■ Excerpted text:
Vice President Joe Biden wants to set the record straight.

The United States and Israel are like “family.” The nations argue with each other, he said, but when the chips are down they “protect each other.”


The vice president sought to tamp down the heated rhetoric of recent months over differences between President Obama and Israeli Prime Minister Benjamin Netanyahu. His remarks came at a ceremony marking the 67th anniversary of Israel’s independence.

Has the U.S.-Israel partnership been spat free over those six-plus decades? Hardly. Indeed, the differences pre-date the Obama administration. President Carter had difficulty negotiating the Israeli-Egypt peace agreement when he visited played host in 1978 to Menachem Begin and Anwar Sadat at Camp David. Carter’s nemesis was Begin. But the deal got done.

Israelis know that the United States stands with them in critical moments. They know their principal ally will not forsake them when they face a direct threat from the neighbors.

“Sometimes we drive each other crazy, but we love each other — and we protect each other,” Biden said.

Isn’t that enough?

■ Data:
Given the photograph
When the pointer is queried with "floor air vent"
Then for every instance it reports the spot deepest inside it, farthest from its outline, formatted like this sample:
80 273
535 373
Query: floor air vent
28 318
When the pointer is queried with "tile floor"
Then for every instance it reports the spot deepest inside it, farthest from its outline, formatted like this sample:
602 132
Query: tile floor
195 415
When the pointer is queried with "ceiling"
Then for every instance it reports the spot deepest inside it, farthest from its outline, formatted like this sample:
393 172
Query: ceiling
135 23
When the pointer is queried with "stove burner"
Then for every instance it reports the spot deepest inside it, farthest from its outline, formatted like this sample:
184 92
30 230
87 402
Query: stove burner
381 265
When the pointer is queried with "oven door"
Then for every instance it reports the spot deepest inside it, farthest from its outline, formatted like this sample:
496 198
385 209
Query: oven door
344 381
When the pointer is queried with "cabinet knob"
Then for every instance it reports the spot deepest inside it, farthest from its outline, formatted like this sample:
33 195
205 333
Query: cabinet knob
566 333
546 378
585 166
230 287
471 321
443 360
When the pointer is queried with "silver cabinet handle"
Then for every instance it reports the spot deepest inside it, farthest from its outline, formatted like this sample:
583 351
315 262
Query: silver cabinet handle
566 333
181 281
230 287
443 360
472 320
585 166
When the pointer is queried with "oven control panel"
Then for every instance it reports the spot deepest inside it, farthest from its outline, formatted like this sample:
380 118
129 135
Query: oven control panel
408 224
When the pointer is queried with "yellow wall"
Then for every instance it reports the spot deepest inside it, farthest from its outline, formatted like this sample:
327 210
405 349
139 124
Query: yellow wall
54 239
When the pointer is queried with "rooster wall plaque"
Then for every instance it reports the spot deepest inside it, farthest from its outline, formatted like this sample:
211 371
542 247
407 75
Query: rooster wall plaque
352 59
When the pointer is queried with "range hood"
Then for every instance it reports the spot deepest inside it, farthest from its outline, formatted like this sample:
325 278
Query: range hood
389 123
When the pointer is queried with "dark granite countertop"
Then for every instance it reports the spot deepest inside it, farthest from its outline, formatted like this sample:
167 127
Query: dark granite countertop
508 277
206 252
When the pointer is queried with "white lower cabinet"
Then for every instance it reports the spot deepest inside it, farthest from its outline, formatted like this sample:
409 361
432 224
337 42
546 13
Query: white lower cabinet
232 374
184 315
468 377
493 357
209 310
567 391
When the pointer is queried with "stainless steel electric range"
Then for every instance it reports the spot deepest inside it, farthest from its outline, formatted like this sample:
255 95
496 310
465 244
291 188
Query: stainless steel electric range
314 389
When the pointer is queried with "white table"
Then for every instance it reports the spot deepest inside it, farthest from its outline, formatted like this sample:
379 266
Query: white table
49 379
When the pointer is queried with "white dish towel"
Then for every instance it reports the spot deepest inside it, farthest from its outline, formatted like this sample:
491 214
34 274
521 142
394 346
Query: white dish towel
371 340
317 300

■ Aim of the exercise: Transcribe everything in the piece on U.S.-Israel relations from "Has the U.S.-Israel" down to "from the neighbors.". The data come from a source separate from the text.

■ Completed task:
Has the U.S.-Israel partnership been spat free over those six-plus decades? Hardly. Indeed, the differences pre-date the Obama administration. President Carter had difficulty negotiating the Israeli-Egypt peace agreement when he visited played host in 1978 to Menachem Begin and Anwar Sadat at Camp David. Carter’s nemesis was Begin. But the deal got done.

Israelis know that the United States stands with them in critical moments. They know their principal ally will not forsake them when they face a direct threat from the neighbors.